*** Available data ***

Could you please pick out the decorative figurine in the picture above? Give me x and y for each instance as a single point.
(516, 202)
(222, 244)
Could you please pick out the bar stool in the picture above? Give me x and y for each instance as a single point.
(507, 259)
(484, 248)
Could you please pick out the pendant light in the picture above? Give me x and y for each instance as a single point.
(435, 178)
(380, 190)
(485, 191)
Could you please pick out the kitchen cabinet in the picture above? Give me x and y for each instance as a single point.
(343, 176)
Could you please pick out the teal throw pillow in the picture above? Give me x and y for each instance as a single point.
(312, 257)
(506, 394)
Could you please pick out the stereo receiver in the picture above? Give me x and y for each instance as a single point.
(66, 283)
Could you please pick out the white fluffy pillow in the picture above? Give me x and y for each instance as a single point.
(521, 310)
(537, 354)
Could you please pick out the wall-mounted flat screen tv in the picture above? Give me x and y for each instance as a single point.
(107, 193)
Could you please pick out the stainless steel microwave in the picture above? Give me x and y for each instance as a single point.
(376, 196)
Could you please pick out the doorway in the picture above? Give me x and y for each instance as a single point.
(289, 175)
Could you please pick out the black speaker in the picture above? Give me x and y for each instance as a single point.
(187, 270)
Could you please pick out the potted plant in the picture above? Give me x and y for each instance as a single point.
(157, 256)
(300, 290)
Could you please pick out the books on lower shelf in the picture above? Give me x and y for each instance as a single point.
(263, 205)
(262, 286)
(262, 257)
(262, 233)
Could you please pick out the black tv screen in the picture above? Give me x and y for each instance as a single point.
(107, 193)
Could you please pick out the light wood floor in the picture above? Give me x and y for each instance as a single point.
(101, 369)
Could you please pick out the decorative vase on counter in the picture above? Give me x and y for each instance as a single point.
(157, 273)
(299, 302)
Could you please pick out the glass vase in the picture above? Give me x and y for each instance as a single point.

*** End of Available data ***

**How to complete this task:** Line by line, write out the whole listing exactly.

**Written solution:**
Could you please pick out the decorative figurine in the picture above? Give me x and y for each instance as a single point.
(516, 202)
(222, 244)
Could you please pick out the bar stool in the picture above? Give me x and y for each instance as a single point.
(507, 259)
(484, 248)
Could you please pick out the pendant light in the picture above? Give me x and y for each instance as a single point.
(435, 178)
(380, 190)
(485, 191)
Could you please pick out the kitchen cabinet in the picture above? Give me x and y for each instance as a single point.
(343, 176)
Could you please pick out the teal throw pillow in the picture above? Give me x and y for each instance as a single point.
(312, 257)
(506, 394)
Could you please pick out the stereo receiver in the picture above? Give me x and y for each instance as a single point.
(66, 283)
Could you please pick out the white fluffy pillow in the picture above? Give me x and y for each instance as a single point.
(521, 310)
(537, 354)
Could you please pick out the wall-mounted flat screen tv in the picture above? Give me x and y for each instance as a single point.
(107, 193)
Could you please pick out the stainless steel microwave in the picture above? Give me x and y for each instance as a single point.
(376, 196)
Could you please pick out the doorway in the picture above? Give me x and y for each instance as a single point.
(289, 175)
Could you please pick out the black speaker in the picture above? Give me x and y for each instance as a single point.
(187, 270)
Could you please pick out the potted plant in the picture above? Give me x and y for each instance as a single point.
(157, 256)
(300, 290)
Could you please pick out the books on lower shelf in the picture above? Give me x and y for each instance as a single point.
(263, 205)
(262, 286)
(262, 257)
(262, 233)
Could you please pick out the black tv screen in the picture above? Give me x and y for each instance as a single point.
(107, 193)
Could you please pick out the light wood floor in the picture above? Give me x and y for each instance as a single point.
(101, 369)
Could you please pick out the decorative vase on counter in the picture above? Give me x and y for each instance as a single point.
(157, 273)
(299, 302)
Could you please pick out the glass vase in the picture above? Give me x and y for each instance as a single point.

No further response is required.